— SOURCE MATERIAL —
***

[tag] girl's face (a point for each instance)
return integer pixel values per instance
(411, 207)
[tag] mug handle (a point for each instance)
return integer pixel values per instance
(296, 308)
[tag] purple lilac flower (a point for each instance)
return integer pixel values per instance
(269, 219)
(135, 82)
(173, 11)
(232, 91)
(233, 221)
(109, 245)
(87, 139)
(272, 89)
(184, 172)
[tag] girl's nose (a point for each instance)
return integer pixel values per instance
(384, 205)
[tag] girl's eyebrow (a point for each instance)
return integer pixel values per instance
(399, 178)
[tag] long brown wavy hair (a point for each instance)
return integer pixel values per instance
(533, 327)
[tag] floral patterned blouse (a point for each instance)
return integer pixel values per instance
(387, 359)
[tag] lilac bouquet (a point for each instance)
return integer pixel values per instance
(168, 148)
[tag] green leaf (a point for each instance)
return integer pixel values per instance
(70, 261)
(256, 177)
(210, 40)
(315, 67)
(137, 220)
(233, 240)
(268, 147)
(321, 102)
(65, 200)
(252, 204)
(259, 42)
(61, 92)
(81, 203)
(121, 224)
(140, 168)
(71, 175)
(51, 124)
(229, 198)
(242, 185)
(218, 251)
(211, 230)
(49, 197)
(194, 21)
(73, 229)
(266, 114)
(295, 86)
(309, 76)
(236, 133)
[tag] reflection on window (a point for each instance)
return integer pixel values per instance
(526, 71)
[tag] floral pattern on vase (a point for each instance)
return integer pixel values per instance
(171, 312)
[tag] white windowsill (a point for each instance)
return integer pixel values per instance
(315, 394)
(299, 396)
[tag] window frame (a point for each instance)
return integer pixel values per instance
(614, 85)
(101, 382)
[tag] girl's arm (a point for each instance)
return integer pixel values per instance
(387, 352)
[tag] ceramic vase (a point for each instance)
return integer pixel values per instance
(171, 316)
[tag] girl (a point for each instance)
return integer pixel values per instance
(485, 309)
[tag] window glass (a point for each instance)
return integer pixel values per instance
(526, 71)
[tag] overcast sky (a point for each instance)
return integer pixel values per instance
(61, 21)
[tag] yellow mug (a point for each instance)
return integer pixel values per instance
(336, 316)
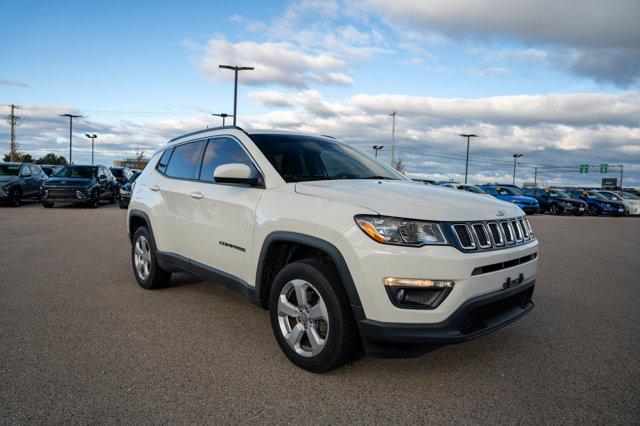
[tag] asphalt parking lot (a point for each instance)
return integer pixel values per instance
(81, 342)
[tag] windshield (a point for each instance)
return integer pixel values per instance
(9, 169)
(86, 172)
(471, 188)
(507, 191)
(595, 196)
(558, 194)
(304, 158)
(627, 196)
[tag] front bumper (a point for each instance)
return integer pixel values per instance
(474, 318)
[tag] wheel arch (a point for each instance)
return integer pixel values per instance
(278, 241)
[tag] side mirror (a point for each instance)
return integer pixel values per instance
(234, 173)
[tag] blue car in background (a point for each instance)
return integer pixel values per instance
(598, 204)
(556, 201)
(512, 195)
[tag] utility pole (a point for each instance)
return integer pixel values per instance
(13, 121)
(235, 68)
(93, 139)
(223, 115)
(393, 138)
(71, 117)
(466, 166)
(515, 159)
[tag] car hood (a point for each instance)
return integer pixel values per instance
(5, 179)
(409, 199)
(520, 198)
(68, 182)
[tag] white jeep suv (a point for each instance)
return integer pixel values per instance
(347, 254)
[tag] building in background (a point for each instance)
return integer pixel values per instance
(132, 163)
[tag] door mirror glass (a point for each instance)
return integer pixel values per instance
(233, 173)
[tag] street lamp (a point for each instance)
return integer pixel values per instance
(223, 115)
(93, 139)
(466, 167)
(71, 117)
(235, 68)
(515, 159)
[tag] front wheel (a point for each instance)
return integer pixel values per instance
(311, 316)
(148, 273)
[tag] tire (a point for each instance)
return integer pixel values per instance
(152, 276)
(95, 199)
(337, 340)
(17, 198)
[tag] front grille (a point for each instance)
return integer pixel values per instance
(508, 234)
(464, 236)
(476, 320)
(495, 234)
(481, 234)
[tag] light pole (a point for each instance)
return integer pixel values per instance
(393, 138)
(515, 159)
(235, 68)
(466, 166)
(71, 117)
(223, 115)
(93, 139)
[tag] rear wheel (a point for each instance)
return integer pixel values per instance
(311, 317)
(148, 273)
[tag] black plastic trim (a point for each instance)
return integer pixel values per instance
(378, 335)
(328, 248)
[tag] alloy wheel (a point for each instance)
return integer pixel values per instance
(303, 318)
(142, 257)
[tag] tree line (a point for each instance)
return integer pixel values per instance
(49, 158)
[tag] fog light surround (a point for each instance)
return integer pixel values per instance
(415, 293)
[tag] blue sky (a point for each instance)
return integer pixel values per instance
(559, 84)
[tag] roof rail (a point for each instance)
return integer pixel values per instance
(203, 131)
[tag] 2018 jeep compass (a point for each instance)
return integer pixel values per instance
(345, 252)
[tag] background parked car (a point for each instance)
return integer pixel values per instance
(51, 169)
(464, 187)
(632, 202)
(80, 184)
(511, 195)
(125, 191)
(598, 204)
(19, 181)
(556, 201)
(122, 174)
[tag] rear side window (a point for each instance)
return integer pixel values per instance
(184, 161)
(223, 151)
(164, 161)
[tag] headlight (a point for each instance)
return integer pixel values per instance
(402, 232)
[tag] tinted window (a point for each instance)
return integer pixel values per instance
(164, 161)
(184, 161)
(303, 158)
(223, 151)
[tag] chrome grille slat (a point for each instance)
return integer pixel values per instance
(464, 236)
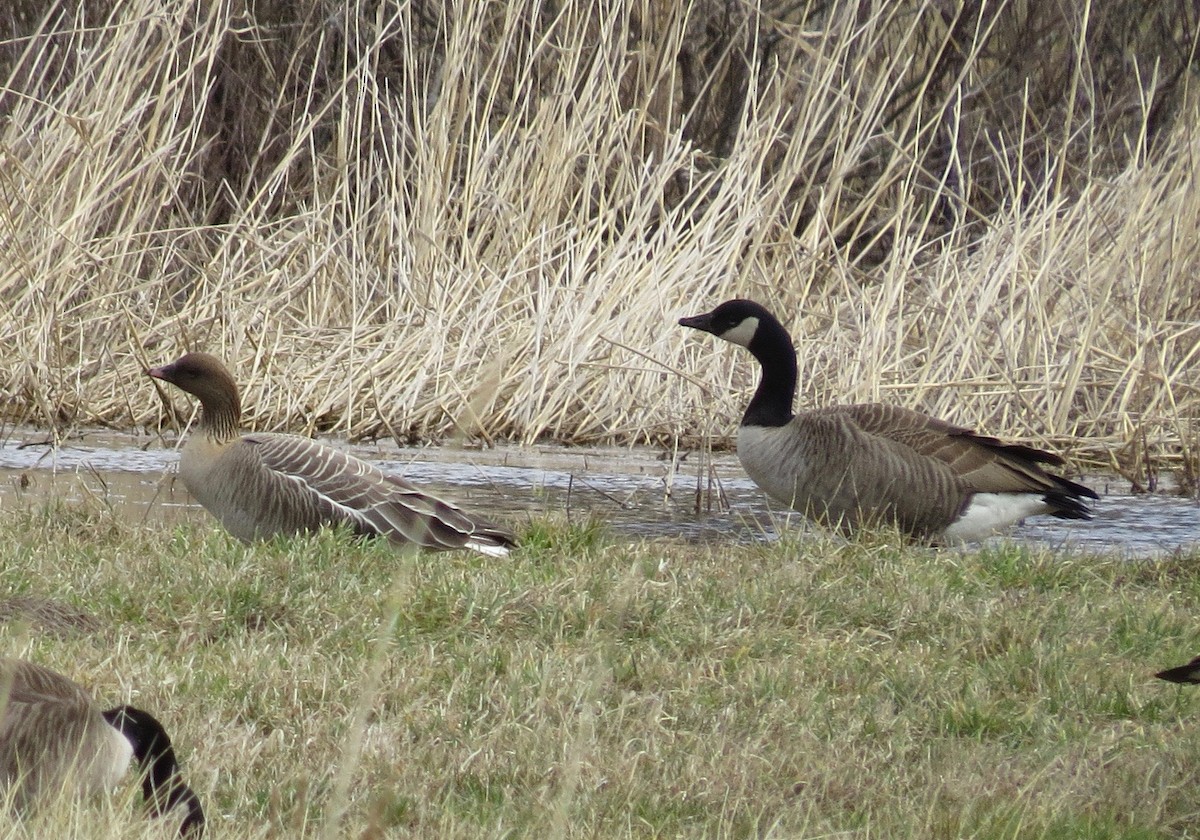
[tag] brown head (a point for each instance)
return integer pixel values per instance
(207, 378)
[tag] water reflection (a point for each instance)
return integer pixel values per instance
(636, 492)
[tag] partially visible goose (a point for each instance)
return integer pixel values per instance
(1182, 673)
(53, 738)
(847, 466)
(261, 485)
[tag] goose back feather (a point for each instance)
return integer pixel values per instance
(261, 485)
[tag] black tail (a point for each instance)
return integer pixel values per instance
(1067, 499)
(1183, 673)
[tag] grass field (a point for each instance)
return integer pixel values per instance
(589, 688)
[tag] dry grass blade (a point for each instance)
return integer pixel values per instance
(425, 223)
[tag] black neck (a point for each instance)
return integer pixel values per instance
(772, 403)
(161, 784)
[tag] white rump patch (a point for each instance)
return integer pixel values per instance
(487, 549)
(112, 762)
(742, 334)
(988, 513)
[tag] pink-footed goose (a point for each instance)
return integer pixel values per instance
(54, 738)
(261, 485)
(849, 466)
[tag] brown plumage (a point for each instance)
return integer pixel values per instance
(261, 485)
(54, 738)
(850, 466)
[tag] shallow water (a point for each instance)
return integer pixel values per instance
(637, 492)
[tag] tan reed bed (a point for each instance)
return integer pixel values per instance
(491, 231)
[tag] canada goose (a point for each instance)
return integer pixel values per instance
(847, 466)
(53, 736)
(1182, 673)
(261, 485)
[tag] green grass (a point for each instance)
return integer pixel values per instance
(586, 687)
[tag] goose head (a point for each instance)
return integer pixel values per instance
(735, 321)
(207, 378)
(749, 324)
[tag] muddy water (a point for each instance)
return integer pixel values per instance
(639, 492)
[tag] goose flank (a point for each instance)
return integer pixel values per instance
(54, 737)
(261, 485)
(852, 466)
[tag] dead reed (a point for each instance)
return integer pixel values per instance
(483, 219)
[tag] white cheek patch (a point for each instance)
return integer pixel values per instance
(742, 334)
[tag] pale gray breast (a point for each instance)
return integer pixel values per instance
(826, 467)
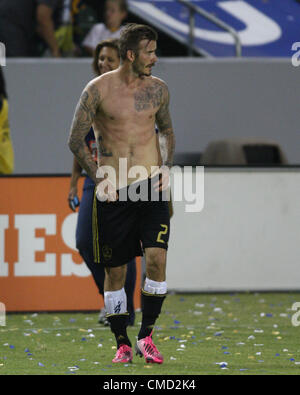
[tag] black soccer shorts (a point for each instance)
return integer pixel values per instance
(122, 229)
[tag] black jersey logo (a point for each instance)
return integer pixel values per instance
(107, 252)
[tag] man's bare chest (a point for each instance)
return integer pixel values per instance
(140, 103)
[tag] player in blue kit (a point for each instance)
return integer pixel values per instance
(106, 58)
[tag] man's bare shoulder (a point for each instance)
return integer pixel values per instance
(159, 81)
(100, 85)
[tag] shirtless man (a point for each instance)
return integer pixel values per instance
(123, 107)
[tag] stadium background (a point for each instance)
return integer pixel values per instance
(246, 236)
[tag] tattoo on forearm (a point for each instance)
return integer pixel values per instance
(148, 97)
(164, 123)
(83, 119)
(102, 151)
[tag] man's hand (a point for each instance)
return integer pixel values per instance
(164, 179)
(106, 191)
(71, 196)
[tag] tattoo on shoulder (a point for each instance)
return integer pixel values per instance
(150, 96)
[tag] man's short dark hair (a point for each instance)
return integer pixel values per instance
(131, 37)
(110, 43)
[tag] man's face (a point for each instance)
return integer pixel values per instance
(113, 14)
(108, 60)
(146, 58)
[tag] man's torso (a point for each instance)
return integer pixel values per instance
(125, 123)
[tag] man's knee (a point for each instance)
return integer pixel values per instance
(156, 264)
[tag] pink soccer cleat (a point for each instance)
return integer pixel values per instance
(123, 355)
(145, 347)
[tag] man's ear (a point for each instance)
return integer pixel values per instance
(130, 55)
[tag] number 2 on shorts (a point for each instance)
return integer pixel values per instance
(162, 232)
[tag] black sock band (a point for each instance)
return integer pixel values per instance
(118, 326)
(151, 306)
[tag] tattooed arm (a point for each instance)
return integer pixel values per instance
(83, 119)
(165, 128)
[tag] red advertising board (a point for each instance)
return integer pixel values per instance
(40, 268)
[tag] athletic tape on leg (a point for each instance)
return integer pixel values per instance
(155, 287)
(115, 302)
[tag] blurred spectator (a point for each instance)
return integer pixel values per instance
(64, 30)
(85, 15)
(6, 149)
(21, 19)
(114, 15)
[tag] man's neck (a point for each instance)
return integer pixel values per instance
(128, 76)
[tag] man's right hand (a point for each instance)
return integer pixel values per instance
(106, 191)
(71, 196)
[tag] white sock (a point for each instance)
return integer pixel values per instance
(155, 287)
(115, 302)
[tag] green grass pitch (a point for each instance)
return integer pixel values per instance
(250, 333)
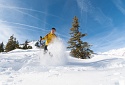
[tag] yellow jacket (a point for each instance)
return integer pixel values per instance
(49, 38)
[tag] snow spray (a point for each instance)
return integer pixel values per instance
(58, 51)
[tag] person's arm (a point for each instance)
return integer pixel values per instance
(45, 37)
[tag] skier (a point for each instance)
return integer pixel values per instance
(49, 38)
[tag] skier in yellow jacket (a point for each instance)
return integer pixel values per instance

***

— EXERCISE REQUIREMENTS —
For the listing above, print only the lines starting at the line containing "[tag] windshield (a point for each instance)" and ending at the line containing "[tag] blue car", exactly, both included.

— RESPONSE TO THE EXERCISE —
[tag] windshield (a point for each instance)
return integer pixel values per instance
(9, 169)
(86, 172)
(471, 188)
(507, 191)
(595, 196)
(558, 194)
(304, 158)
(627, 196)
[tag] front bumper (a point for each instance)
return integer pixel values per instance
(474, 318)
[tag] wheel arch (a point for each instance)
return integer pixel values per instance
(278, 241)
[tag] side mirror (a point for each instance)
return integer pixel values per instance
(234, 173)
[tag] blue car in background (a point for each instance)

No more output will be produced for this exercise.